[Point-per-instance localization data]
= = = = =
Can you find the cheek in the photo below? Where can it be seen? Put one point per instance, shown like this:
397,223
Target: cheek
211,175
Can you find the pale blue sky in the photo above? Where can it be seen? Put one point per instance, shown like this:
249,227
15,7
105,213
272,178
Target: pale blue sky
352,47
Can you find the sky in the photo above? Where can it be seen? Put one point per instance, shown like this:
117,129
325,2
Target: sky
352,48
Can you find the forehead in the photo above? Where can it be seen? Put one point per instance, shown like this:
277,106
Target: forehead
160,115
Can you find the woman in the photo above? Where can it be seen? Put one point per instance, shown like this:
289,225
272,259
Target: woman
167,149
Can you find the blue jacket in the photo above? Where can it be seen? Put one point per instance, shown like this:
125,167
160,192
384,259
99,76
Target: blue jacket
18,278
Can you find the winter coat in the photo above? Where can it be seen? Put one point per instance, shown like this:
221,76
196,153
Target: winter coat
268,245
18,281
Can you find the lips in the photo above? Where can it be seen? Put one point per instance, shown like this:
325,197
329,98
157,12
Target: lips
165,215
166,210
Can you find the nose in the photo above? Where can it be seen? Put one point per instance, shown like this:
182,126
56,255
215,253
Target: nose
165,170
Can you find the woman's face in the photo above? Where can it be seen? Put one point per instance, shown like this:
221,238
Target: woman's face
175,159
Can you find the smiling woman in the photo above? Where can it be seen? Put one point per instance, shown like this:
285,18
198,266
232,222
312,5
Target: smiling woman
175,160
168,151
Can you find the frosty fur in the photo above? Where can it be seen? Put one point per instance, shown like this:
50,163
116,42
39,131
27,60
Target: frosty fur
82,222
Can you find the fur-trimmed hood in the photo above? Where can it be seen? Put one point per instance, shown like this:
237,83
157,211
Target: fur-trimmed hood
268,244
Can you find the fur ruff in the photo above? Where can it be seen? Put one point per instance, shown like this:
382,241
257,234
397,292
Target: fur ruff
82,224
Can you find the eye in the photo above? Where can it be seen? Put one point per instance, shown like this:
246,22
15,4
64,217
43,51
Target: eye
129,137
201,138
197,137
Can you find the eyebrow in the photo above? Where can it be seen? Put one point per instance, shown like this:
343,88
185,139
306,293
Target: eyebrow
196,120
= = = = =
Task item ▸
Copy out the entries. Change nothing.

The completed task ▸
Can you find the cheek in the photo below? Where can it be seen? Put one point per instance, shown like this:
397,223
Target: cheek
211,175
Can you find the pale blue sky in the photo above? Where can it be seen? Put one point per instance, shown like this:
249,227
15,7
105,213
272,178
Target: pale blue sky
352,47
Can you find the sky in the photo above? Where can it be seen? Put one point per instance, shown like this:
117,129
325,2
Target: sky
352,48
Can you find the forehead in the photo above? Where can it be seen? Put one point per instance, shown like this:
277,106
Target: forehead
160,115
Can you find the woman in the photo above? Where can it be seen? Put one point per instance, shown like this:
289,225
272,259
Target: woman
167,149
Can you find the blue jacket in the photo above? Where can it be seen? Put one point per instance, shown like this:
125,167
160,192
384,259
99,76
Target: blue jacket
18,278
Can you find the winter coat in the photo above? Where can it be seen? Put one point per instance, shown like this:
221,76
196,153
Target: winter coat
268,245
18,281
Can you find the lips in the photo above? Where can it be seen? Put one point per instance, shown like this:
325,197
329,98
157,12
Target: lips
165,215
166,210
Can you find the nose in the photo above? Where can it be seen? Put one point per instance, shown like this:
182,126
56,255
215,253
Target: nose
165,170
Can you find the woman's face in the photo above? Where can it be seen? Put one point per instance, shown like this:
221,238
Target: woman's face
175,159
Can you find the smiling woman in the photo above? Where can it be seen? Put one point per instance, shown like this:
285,18
198,266
232,222
312,5
Target: smiling woman
175,160
168,151
Can you find the frosty fur in the photo above? Where can it be seen? Put one point per instance, shown like this:
50,163
116,42
39,131
27,60
Target: frosty fur
82,222
Can you find the fur-trimmed hood in the photo above? Where can it be seen? Put one point per instance, shown like this:
237,83
157,211
Target: fur-trimmed hood
268,244
Can you find the fur ruff in the photo above? Where can it be seen? Put one point per instance, shown like this:
382,241
257,234
397,292
Target: fur ruff
82,224
Can you find the eye in the photo above? Where can it be seen? Put one point per instance, shown like this:
246,22
15,4
64,217
43,51
Target: eye
129,137
201,138
197,137
Can you find the eyebrow in the photo above? Where can it be seen? Put one point per instance, shown like this:
343,88
185,139
306,293
Target: eyebrow
196,120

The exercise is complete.